Could you resume the article about the Water Institute of the Gulf's riverside headquarters, continuing right after its last sentence?

→ Passage given
>> START

Founded in 2011, the Water Institute of the Gulf is a nonprofit organisation that conducts research focused on water systems and coastal communities. Its new headquarters is located on the banks of the Mississippi River, next to a historic dock that once played a key role in local trade.
While designing the new facility, Perkins+Will – a US-based firm with offices around the globe – drew upon the region's maritime heritage.
"The building's all glass and steel aesthetic pays homage to the area's freight industry, where ocean-going vessels off-load heavy cargo onto barges to be transported upriver or onto rail for inland shipment through Baton Rouge," said the firm in a project description.
The wedge-shaped building sits atop a concrete pier that rises 35 feet (10.6 metres) above the water. The elevated position enables the building to withstand seasonal flooding, which can leave the shoreline completely submerged.
"The building was designed to sit above the maximum anticipated flood line," the team said. "While the water rises and submerges the surrounding landscape, the building remains accessible and fully functional."
Rectilinear in plan, the building has glazed walls that offer extensive views of the water. Draped over the building is an angular shroud made of perforated metal, which helps mitigate solar heat gain and gives the building its sculptural profile.

>> END

→ Examples of point labeling
>> START

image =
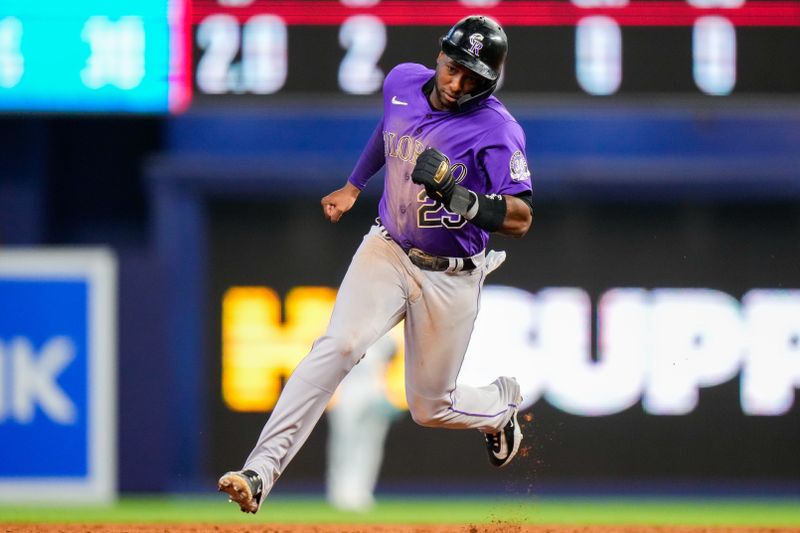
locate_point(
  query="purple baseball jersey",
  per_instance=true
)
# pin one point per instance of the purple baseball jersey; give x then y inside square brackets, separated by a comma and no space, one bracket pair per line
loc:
[486,148]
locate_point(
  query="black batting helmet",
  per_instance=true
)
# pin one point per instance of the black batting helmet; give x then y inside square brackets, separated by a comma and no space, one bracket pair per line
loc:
[479,44]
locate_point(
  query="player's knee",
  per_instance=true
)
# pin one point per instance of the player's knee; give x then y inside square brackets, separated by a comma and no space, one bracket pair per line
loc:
[428,413]
[340,346]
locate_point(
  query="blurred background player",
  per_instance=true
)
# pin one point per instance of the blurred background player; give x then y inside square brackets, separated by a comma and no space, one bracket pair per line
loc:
[425,260]
[358,422]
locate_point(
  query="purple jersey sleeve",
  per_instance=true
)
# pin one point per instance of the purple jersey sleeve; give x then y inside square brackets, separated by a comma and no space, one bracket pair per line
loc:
[371,160]
[502,158]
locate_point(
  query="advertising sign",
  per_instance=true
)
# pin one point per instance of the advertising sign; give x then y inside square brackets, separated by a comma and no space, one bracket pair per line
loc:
[57,375]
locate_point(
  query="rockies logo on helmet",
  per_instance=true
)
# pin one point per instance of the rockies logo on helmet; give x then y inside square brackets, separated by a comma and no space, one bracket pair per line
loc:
[476,42]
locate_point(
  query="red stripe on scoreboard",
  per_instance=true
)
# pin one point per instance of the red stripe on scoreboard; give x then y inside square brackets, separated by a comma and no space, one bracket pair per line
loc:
[509,13]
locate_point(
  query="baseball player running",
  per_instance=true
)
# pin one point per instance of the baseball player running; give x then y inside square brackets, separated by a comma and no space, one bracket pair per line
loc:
[455,172]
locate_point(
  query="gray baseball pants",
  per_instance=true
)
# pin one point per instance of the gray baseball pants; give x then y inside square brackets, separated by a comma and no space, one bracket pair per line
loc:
[381,288]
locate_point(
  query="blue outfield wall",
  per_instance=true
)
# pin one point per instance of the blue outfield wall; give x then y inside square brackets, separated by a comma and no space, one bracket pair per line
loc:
[635,151]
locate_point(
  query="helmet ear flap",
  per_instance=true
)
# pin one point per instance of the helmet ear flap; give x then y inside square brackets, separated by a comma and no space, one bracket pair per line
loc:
[479,44]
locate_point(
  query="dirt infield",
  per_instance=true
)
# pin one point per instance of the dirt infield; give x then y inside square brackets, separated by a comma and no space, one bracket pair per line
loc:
[361,528]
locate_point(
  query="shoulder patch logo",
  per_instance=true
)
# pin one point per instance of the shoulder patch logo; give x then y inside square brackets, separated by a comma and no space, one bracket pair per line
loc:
[519,167]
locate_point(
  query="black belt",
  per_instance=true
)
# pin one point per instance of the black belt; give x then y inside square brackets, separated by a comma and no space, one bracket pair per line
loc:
[436,263]
[427,261]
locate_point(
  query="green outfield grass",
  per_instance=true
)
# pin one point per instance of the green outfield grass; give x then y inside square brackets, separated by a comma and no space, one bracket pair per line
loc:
[534,510]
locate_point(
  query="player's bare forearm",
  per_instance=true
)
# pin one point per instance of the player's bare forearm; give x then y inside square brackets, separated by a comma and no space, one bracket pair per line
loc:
[518,218]
[339,202]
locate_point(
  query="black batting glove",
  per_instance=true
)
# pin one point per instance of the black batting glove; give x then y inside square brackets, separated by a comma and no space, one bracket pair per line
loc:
[433,172]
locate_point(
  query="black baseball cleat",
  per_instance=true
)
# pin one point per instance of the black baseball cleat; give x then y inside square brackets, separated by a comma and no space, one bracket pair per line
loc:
[503,445]
[243,487]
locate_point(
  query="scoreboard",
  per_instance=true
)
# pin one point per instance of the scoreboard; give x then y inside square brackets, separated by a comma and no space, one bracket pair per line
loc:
[589,47]
[93,55]
[158,56]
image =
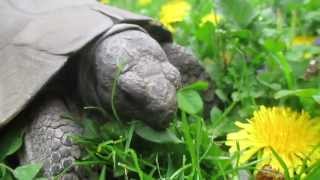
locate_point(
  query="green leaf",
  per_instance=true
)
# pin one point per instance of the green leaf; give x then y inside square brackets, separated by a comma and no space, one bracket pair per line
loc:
[307,93]
[316,98]
[282,163]
[199,85]
[152,135]
[27,172]
[10,142]
[90,128]
[314,174]
[189,101]
[103,173]
[240,12]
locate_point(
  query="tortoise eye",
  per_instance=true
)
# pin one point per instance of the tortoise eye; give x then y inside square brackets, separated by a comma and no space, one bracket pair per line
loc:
[172,74]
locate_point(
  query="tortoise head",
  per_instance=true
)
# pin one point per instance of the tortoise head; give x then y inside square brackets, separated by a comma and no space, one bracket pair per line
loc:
[146,81]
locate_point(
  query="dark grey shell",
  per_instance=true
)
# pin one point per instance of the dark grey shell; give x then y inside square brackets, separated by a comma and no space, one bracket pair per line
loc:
[38,36]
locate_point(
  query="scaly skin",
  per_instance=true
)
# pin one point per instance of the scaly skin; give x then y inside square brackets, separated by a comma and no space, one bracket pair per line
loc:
[46,139]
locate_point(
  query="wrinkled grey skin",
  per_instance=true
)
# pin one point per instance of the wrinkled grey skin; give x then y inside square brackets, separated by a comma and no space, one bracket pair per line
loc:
[147,82]
[145,90]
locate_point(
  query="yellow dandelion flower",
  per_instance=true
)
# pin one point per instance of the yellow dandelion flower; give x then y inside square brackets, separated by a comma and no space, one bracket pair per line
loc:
[303,40]
[144,2]
[104,1]
[211,18]
[174,11]
[294,136]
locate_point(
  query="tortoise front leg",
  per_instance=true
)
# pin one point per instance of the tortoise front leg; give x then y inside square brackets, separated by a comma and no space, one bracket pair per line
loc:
[190,70]
[46,139]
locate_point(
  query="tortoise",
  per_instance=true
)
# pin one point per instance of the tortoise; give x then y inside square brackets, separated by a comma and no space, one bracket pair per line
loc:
[58,56]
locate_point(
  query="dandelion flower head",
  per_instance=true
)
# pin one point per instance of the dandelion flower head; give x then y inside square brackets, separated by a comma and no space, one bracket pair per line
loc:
[144,2]
[174,11]
[211,18]
[294,136]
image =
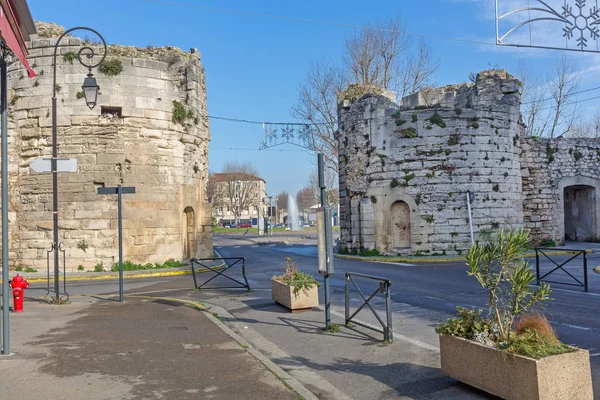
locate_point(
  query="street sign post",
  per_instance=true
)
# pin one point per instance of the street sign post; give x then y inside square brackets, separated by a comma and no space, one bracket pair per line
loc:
[326,238]
[62,165]
[119,190]
[55,165]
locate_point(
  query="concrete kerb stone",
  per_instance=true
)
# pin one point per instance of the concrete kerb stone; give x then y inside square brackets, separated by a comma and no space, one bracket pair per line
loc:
[286,378]
[434,259]
[126,275]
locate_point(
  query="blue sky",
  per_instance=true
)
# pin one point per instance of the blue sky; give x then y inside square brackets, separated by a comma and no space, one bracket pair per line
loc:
[255,64]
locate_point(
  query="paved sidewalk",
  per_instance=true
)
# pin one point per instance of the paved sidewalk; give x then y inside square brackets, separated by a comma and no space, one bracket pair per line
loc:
[351,364]
[140,349]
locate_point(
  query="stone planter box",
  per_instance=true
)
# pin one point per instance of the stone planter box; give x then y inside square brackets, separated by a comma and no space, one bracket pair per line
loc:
[303,301]
[509,376]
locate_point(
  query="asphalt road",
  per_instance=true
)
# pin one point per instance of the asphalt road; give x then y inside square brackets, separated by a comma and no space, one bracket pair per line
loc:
[426,292]
[437,288]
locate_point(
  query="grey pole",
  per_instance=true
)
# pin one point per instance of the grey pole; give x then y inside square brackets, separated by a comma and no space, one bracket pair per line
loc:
[470,216]
[120,217]
[4,128]
[54,146]
[327,239]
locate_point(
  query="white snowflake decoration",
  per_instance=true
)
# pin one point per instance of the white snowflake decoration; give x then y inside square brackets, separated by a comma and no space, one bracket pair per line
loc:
[581,21]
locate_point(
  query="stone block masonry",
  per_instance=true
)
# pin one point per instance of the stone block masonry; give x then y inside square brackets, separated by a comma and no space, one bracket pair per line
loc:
[405,171]
[129,138]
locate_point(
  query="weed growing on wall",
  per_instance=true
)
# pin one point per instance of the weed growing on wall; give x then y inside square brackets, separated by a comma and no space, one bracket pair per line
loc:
[112,67]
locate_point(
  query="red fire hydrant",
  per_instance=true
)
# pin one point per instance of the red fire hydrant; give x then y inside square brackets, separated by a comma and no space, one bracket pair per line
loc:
[19,285]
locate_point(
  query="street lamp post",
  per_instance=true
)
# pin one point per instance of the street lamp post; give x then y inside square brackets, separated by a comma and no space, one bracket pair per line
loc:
[238,185]
[90,92]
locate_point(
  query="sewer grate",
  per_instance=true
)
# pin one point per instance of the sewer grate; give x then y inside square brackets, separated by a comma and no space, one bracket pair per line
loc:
[178,328]
[190,346]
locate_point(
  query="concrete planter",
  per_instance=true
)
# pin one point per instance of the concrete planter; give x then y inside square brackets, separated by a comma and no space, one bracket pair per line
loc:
[303,300]
[510,376]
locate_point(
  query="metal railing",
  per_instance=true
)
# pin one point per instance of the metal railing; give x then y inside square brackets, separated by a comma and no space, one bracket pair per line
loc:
[61,249]
[577,253]
[384,287]
[220,271]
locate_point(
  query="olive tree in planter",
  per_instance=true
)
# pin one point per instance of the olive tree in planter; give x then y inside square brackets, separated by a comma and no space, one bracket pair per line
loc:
[511,353]
[295,289]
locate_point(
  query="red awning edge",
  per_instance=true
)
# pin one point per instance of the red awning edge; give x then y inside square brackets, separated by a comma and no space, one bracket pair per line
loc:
[10,38]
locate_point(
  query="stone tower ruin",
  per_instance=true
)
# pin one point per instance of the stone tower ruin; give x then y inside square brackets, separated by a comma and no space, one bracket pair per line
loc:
[150,130]
[405,171]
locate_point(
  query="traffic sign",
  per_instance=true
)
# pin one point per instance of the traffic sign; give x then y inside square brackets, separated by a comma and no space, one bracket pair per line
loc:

>> END

→ Answer
On the east elevation, the metal screen and roof extend far beyond the building envelope, forming a canopy that shades a ground-level entry plaza. The deep overhang is supported by giant V-shaped columns. A walkway encircles the building, allowing visitors to peer inside and observe research activities.
Encompassing 34,000 square feet (3,159 square metres), the facility contains a range of workspaces. The ground floor houses offices and laboratories, while the second floor contains the main offices for the institute. The third level encompasses an 8,000-square-foot (743-square-metre) conference centre, where the organisation is able to host a range of events.
The Water Institute building serves as the centrepiece of the new Baton Rouge Water Campus, which is designed to serve as a hub for river and coastal research. Other organisations on the 35-acre (14-hectare) site include the Louisiana Coastal Protection and Restoration Authority, and the Louisiana State University Center for River Studies.
Baton Rouge – the state capital of Louisiana – lies about 60 miles (97 kilometres) north of the Gulf of Mexico. Other projects in the southern US city include a visitor centre for an 18th-century plantation by Trahan Architects, which features staggered glass walls set within a grassy landscape.
Photography is by Nick Merrick.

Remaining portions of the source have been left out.